*Point-per-instance localization data*.

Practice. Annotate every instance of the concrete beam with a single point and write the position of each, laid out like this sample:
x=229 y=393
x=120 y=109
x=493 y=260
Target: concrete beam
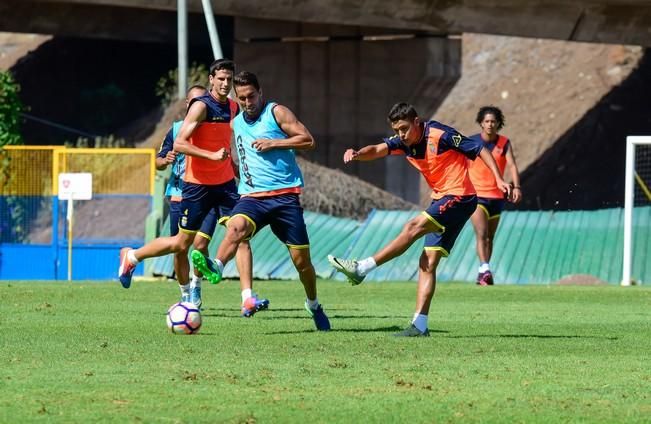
x=604 y=21
x=97 y=21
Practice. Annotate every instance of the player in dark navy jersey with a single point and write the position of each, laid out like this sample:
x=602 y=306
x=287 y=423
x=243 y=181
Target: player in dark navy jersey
x=490 y=199
x=440 y=153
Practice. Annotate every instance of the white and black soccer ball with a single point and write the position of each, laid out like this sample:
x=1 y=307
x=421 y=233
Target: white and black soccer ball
x=183 y=318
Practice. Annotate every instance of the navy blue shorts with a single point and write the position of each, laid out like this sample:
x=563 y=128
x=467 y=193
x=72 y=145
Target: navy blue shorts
x=175 y=214
x=283 y=213
x=214 y=217
x=450 y=214
x=492 y=207
x=199 y=200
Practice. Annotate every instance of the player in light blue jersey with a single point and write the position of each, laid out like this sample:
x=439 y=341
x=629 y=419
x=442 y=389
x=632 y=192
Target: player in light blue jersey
x=266 y=135
x=167 y=156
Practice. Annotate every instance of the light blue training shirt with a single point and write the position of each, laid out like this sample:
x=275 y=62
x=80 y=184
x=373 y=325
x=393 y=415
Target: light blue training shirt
x=260 y=172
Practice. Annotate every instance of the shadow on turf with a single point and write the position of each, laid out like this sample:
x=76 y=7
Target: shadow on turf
x=391 y=329
x=527 y=336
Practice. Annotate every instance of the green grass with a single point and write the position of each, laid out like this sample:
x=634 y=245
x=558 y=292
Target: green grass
x=93 y=352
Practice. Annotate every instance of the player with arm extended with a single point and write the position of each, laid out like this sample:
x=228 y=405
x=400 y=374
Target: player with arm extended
x=439 y=152
x=266 y=135
x=209 y=180
x=490 y=199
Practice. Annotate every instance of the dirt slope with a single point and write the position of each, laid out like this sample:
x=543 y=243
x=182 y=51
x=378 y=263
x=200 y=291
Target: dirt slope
x=543 y=87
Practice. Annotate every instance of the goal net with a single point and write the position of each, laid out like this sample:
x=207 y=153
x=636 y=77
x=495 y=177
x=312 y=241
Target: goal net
x=637 y=211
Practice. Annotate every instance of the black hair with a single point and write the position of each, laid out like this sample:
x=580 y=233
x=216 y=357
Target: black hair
x=491 y=110
x=196 y=87
x=246 y=78
x=400 y=111
x=220 y=64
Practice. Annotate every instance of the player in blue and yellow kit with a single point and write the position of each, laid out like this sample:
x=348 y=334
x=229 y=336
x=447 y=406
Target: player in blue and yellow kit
x=490 y=199
x=209 y=180
x=266 y=135
x=439 y=152
x=168 y=157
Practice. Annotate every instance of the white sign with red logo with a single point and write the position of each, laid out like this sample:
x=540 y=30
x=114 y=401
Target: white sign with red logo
x=76 y=186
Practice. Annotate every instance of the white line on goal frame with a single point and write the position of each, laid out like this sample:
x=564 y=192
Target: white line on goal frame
x=629 y=185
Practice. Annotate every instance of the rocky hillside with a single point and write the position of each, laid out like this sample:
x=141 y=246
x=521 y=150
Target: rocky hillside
x=548 y=91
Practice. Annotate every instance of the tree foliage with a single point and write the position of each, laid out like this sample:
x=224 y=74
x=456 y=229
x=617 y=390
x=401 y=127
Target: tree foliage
x=10 y=109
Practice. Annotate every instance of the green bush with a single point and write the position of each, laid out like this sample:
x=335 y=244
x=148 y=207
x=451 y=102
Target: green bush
x=10 y=109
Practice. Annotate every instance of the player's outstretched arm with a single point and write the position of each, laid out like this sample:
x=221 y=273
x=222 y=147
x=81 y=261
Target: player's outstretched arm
x=298 y=136
x=488 y=159
x=166 y=154
x=366 y=153
x=516 y=197
x=195 y=116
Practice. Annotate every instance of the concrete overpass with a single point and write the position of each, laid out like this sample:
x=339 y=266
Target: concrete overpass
x=602 y=21
x=341 y=64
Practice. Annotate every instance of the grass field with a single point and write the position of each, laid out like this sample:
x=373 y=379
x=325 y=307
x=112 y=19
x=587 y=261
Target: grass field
x=94 y=352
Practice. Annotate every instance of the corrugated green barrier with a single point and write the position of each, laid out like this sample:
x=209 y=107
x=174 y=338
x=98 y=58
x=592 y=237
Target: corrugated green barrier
x=531 y=247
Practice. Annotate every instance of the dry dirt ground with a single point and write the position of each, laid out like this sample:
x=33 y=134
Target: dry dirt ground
x=544 y=88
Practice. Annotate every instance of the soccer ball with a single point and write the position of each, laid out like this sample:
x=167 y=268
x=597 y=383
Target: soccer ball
x=183 y=318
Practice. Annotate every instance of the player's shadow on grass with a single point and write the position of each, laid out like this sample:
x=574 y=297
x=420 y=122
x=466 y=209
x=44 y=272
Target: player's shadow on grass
x=529 y=336
x=390 y=329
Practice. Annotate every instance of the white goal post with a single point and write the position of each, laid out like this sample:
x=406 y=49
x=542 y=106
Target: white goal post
x=629 y=199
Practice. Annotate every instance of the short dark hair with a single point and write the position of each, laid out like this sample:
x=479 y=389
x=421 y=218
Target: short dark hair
x=246 y=78
x=196 y=87
x=220 y=64
x=400 y=111
x=491 y=110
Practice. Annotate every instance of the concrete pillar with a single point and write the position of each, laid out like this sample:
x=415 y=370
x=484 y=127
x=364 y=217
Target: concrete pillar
x=341 y=85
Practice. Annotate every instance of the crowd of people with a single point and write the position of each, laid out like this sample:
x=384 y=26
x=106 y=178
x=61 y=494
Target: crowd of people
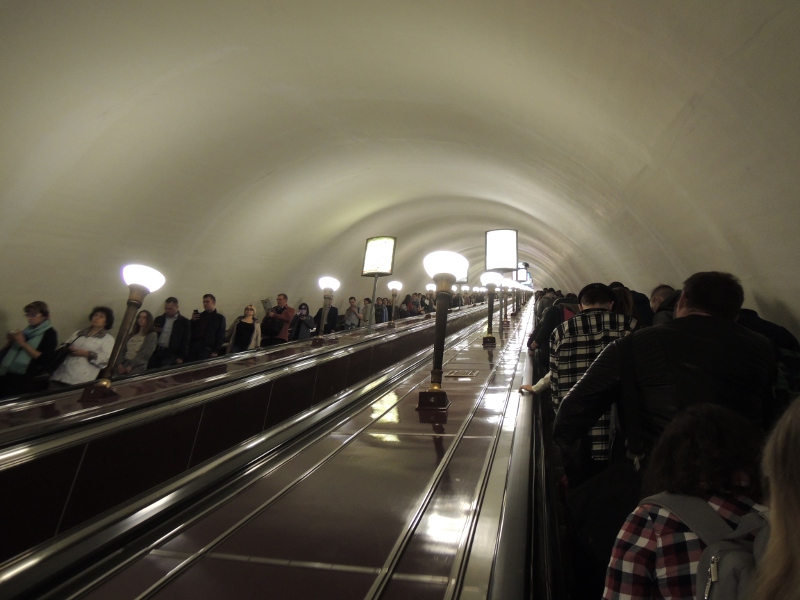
x=32 y=359
x=659 y=408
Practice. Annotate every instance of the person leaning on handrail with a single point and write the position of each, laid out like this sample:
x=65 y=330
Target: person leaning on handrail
x=24 y=359
x=89 y=350
x=245 y=332
x=139 y=347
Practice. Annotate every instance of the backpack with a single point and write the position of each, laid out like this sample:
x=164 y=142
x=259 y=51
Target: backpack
x=727 y=567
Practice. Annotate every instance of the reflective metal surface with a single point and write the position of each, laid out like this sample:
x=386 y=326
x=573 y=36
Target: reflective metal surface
x=328 y=522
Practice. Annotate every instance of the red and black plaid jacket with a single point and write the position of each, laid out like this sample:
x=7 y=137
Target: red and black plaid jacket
x=656 y=555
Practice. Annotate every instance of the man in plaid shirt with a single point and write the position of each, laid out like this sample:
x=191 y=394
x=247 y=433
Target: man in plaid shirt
x=574 y=345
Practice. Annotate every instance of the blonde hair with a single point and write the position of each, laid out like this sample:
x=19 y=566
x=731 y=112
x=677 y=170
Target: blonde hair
x=779 y=570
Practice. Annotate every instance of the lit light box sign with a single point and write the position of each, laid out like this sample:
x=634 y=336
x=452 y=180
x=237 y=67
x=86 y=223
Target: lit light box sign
x=501 y=250
x=379 y=256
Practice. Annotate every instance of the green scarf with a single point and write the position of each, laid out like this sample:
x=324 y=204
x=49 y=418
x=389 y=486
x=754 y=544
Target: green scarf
x=16 y=359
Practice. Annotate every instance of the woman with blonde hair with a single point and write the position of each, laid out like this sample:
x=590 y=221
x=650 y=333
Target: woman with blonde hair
x=244 y=333
x=779 y=570
x=139 y=347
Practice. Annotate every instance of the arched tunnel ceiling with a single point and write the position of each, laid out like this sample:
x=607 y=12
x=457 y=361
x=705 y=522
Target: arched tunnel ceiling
x=245 y=148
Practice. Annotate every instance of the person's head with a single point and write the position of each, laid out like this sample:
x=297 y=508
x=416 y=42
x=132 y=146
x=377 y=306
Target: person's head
x=144 y=322
x=711 y=293
x=780 y=566
x=36 y=312
x=102 y=317
x=596 y=295
x=660 y=293
x=623 y=301
x=706 y=449
x=171 y=306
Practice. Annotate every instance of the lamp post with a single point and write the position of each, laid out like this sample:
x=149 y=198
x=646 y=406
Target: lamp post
x=445 y=268
x=141 y=281
x=328 y=285
x=431 y=289
x=490 y=279
x=395 y=286
x=378 y=261
x=508 y=285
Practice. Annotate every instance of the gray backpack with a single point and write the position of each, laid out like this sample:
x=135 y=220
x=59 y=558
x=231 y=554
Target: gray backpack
x=728 y=564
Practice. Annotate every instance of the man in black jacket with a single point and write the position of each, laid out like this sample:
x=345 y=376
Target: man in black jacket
x=208 y=331
x=703 y=355
x=173 y=331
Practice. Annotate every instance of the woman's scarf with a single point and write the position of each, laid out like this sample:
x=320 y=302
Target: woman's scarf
x=16 y=359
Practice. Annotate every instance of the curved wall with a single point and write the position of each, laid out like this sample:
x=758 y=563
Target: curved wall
x=249 y=147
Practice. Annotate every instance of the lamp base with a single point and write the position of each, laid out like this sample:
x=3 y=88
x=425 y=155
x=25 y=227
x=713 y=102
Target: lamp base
x=434 y=417
x=100 y=391
x=435 y=400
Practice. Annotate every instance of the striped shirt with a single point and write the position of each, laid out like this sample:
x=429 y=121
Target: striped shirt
x=574 y=345
x=656 y=554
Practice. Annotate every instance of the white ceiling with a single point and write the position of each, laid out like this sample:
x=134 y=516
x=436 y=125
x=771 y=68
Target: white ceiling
x=246 y=148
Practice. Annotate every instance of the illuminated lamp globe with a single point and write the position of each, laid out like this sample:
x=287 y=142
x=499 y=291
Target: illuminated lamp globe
x=329 y=283
x=144 y=276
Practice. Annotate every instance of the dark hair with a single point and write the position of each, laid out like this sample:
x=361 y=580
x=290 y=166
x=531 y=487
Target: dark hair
x=596 y=293
x=699 y=452
x=147 y=328
x=661 y=288
x=623 y=301
x=719 y=294
x=38 y=306
x=107 y=312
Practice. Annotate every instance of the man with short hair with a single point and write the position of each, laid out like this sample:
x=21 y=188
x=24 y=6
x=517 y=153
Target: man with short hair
x=208 y=331
x=352 y=317
x=281 y=316
x=574 y=344
x=174 y=335
x=702 y=355
x=659 y=294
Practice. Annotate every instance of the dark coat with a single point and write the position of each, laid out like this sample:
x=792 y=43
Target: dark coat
x=180 y=336
x=214 y=335
x=687 y=361
x=330 y=325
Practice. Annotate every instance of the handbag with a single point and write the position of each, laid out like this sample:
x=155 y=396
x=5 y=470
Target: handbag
x=271 y=327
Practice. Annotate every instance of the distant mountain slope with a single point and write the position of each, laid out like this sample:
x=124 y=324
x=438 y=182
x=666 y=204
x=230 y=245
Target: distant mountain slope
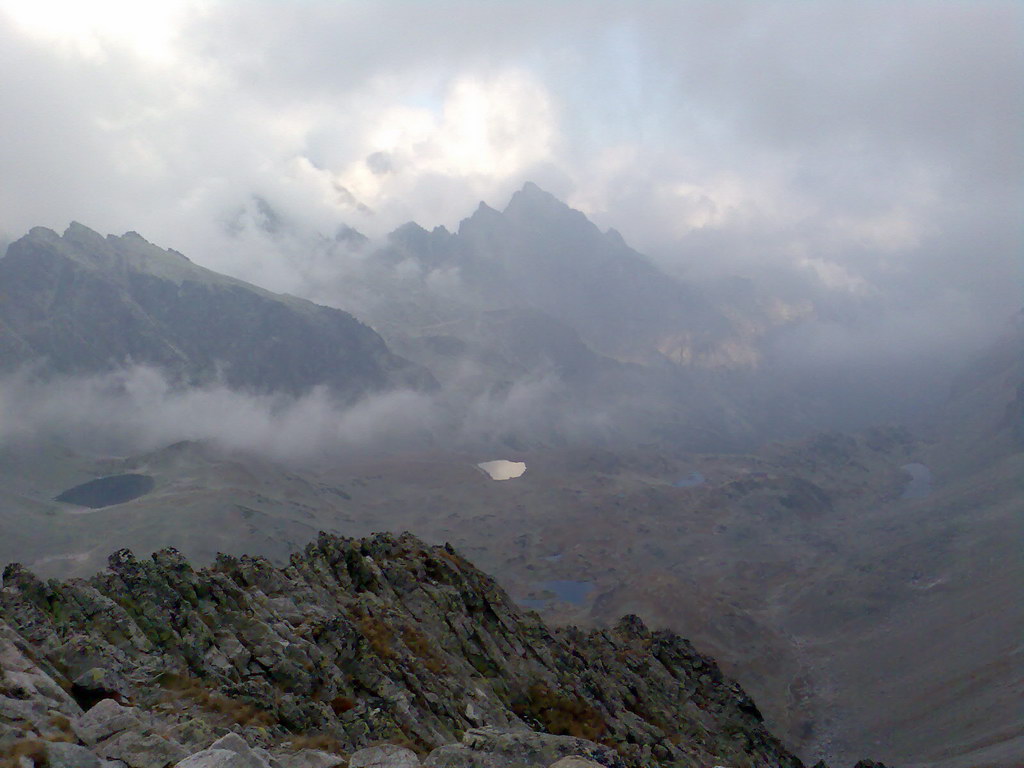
x=84 y=303
x=541 y=254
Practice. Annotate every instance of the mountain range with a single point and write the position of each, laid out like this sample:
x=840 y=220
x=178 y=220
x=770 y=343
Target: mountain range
x=818 y=570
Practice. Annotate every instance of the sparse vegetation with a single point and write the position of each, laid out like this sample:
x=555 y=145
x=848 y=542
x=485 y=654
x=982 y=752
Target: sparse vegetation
x=240 y=713
x=33 y=749
x=561 y=715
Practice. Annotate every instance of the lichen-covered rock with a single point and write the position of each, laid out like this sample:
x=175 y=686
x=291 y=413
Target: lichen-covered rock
x=309 y=759
x=359 y=642
x=574 y=761
x=103 y=720
x=214 y=759
x=233 y=742
x=384 y=756
x=142 y=751
x=61 y=755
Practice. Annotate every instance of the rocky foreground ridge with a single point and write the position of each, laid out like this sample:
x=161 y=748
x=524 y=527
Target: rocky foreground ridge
x=376 y=651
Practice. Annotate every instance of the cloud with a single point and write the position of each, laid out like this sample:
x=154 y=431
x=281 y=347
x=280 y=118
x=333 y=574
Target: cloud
x=138 y=410
x=836 y=145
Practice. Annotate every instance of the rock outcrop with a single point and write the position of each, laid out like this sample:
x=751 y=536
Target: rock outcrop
x=81 y=303
x=382 y=648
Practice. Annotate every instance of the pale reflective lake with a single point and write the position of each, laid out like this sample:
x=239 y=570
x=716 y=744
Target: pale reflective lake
x=502 y=469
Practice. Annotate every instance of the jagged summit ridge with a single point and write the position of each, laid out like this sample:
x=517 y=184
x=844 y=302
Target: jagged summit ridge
x=377 y=639
x=81 y=303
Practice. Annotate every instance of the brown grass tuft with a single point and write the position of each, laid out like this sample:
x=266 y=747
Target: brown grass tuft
x=560 y=715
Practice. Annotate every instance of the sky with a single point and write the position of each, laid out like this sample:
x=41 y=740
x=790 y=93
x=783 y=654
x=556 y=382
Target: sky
x=868 y=153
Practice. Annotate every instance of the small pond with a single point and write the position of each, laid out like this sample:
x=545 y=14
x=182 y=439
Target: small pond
x=502 y=469
x=105 y=492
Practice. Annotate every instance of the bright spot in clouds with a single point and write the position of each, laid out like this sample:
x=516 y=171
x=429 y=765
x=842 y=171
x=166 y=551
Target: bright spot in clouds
x=148 y=29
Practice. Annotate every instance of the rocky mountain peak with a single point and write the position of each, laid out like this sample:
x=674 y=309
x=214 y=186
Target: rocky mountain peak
x=355 y=642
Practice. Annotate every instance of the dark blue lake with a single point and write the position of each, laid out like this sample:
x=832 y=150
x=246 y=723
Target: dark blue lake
x=570 y=592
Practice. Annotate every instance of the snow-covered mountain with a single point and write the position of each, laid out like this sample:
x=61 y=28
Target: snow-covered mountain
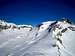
x=51 y=38
x=5 y=25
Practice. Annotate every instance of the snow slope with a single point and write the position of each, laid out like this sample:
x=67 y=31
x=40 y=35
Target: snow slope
x=39 y=41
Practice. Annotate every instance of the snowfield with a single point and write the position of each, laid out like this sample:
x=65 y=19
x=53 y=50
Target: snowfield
x=39 y=41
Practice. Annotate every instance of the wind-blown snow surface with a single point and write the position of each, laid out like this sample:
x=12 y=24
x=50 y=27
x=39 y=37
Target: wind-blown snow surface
x=14 y=42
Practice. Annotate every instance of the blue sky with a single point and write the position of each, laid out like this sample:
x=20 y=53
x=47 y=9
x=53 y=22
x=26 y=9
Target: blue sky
x=36 y=11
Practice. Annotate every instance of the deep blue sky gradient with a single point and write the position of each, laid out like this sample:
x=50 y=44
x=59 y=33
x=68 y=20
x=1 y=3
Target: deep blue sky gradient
x=36 y=11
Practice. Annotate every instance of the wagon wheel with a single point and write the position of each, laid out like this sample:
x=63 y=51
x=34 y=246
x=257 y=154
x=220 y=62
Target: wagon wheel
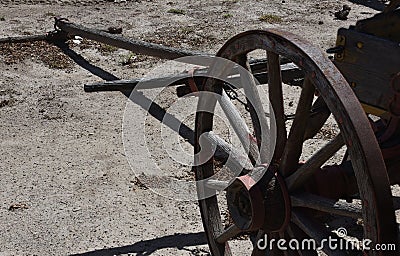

*Required work*. Among the entries, find each line that includes the string "wheel" and copy it.

*Result*.
Practice. Annotate every instance of the wagon wheel with a single point and write the position of each, laid out like this sample:
Target: wagon wheel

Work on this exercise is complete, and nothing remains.